WHAT YOU SHOULD DO
Please copy the lines below word for word, leaving out the pictures.
>> Start
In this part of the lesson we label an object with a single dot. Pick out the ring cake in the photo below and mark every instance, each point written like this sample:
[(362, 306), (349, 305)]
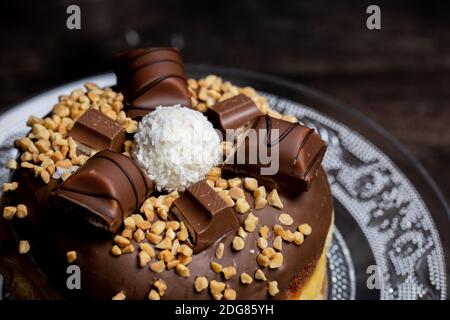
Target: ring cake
[(167, 188)]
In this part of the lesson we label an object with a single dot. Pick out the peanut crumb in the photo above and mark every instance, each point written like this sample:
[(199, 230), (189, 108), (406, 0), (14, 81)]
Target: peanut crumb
[(200, 283), (238, 243), (24, 246), (246, 278), (119, 296)]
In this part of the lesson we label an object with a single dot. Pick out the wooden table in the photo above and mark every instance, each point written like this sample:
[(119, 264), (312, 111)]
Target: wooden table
[(398, 75)]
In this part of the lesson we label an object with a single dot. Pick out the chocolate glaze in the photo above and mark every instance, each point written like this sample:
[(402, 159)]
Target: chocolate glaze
[(98, 132), (149, 78), (106, 190), (104, 275)]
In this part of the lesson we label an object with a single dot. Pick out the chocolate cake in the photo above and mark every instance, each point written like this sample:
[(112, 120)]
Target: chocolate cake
[(135, 187)]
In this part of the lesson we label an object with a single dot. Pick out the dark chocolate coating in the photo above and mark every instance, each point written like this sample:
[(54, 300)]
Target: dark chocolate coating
[(149, 78), (95, 130), (301, 151), (104, 275), (233, 113), (205, 214), (105, 190)]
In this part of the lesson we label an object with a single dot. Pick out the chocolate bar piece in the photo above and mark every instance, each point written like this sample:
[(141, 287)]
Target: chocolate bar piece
[(206, 216), (94, 131), (234, 113), (106, 190), (149, 78), (300, 153)]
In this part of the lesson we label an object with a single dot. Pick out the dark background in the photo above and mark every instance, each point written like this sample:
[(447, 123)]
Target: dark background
[(399, 76)]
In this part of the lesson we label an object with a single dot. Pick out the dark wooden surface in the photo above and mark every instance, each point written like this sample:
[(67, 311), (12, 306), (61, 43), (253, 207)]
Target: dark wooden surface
[(399, 76)]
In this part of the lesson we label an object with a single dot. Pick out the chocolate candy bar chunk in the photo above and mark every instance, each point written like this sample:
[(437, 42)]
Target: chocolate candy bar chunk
[(105, 191), (300, 153), (206, 216), (149, 78), (234, 113), (94, 131)]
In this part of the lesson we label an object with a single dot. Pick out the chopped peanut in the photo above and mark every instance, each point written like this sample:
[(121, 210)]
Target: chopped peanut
[(246, 278), (238, 243)]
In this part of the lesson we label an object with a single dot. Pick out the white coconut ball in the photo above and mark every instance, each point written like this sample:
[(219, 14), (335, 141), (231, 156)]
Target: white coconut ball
[(176, 147)]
>> End
RESULT OF THIS EXERCISE
In this part of the lesson we label an object with a single dot. Pick out the ring cake in the photo below and mark every instance, each point written like this sample:
[(362, 306), (349, 305)]
Target: ring cake
[(167, 188)]
In this part of the lesson we label an object with a single dot. Pick out the peanut crumb in the photo above and mark every instance, each point written like this sample:
[(199, 230), (189, 108), (406, 0), (14, 81)]
Target: peanut crumb
[(200, 283), (238, 243), (24, 246), (246, 278), (119, 296)]
In this part of the lesson we label an object with a single dot. Pick out the wooden table in the photo above and mark every instance, each point written like this sample:
[(119, 264), (312, 111)]
Target: wooden table
[(398, 75)]
In this part of the lesson we label an object with a single dot. Pick out the chocolate glaze in the photo above and mark every instance, each point written like this sample:
[(402, 159)]
Target: chocolate glaze
[(98, 132), (149, 78), (106, 190), (104, 275)]
In this part of the lesson we label an object with a single dot. Pick out the chocolate cake in the photo above and mark every instance, each point written like this sample:
[(112, 120)]
Target: chocolate cake
[(135, 187)]
In this part of the lesson we label an object with a single dot. Pick out the dark chocolate coating in the photo above and mark every instance, each point written like this sample:
[(54, 300)]
Target: dark chocolate coating
[(149, 78), (95, 130), (301, 151), (104, 275), (233, 113), (205, 214), (105, 190)]
In this part of the lesson we label an object with a single dot. Pick out the chocolate bar piece in the photo above and mark every instance, each point written like this sample:
[(141, 287)]
Target: chocolate bar piece
[(206, 216), (94, 131), (234, 113), (106, 190), (149, 78), (300, 153)]
In this part of the lesson we label an object with a single dot. Pick out the dark background in the photo above and mark every instance, each point written like this sample:
[(447, 123)]
Target: dark background
[(399, 76)]
In this part of the lesson we label an object with a single dot. Pick out the dark wooden surface in the photo above and mark every instance, each point written like this sample:
[(67, 311), (12, 306), (61, 43), (253, 207)]
Target: dark wooden surface
[(399, 76)]
In this part of the lesson we label an object with a single dot. Pick out the chocolate candy bar chunk in the photo above and mark every instance, each point written like this sample:
[(437, 42)]
Target: chocolate candy bar chunk
[(105, 191), (300, 153), (206, 216), (149, 78), (234, 113), (94, 131)]
In this part of the lesson we label an object with a single dot. Pick out the chopped peanut in the photo above and mark every instance, each point written like this sample:
[(121, 210)]
Target: chopped peanut
[(246, 278), (238, 243)]
In this part of the lesson we label an object with a single dot. Pick out the white coconut ball in the photo above and mark every instance, each point written like this sample:
[(219, 14), (335, 141), (231, 156)]
Target: white coconut ball
[(176, 147)]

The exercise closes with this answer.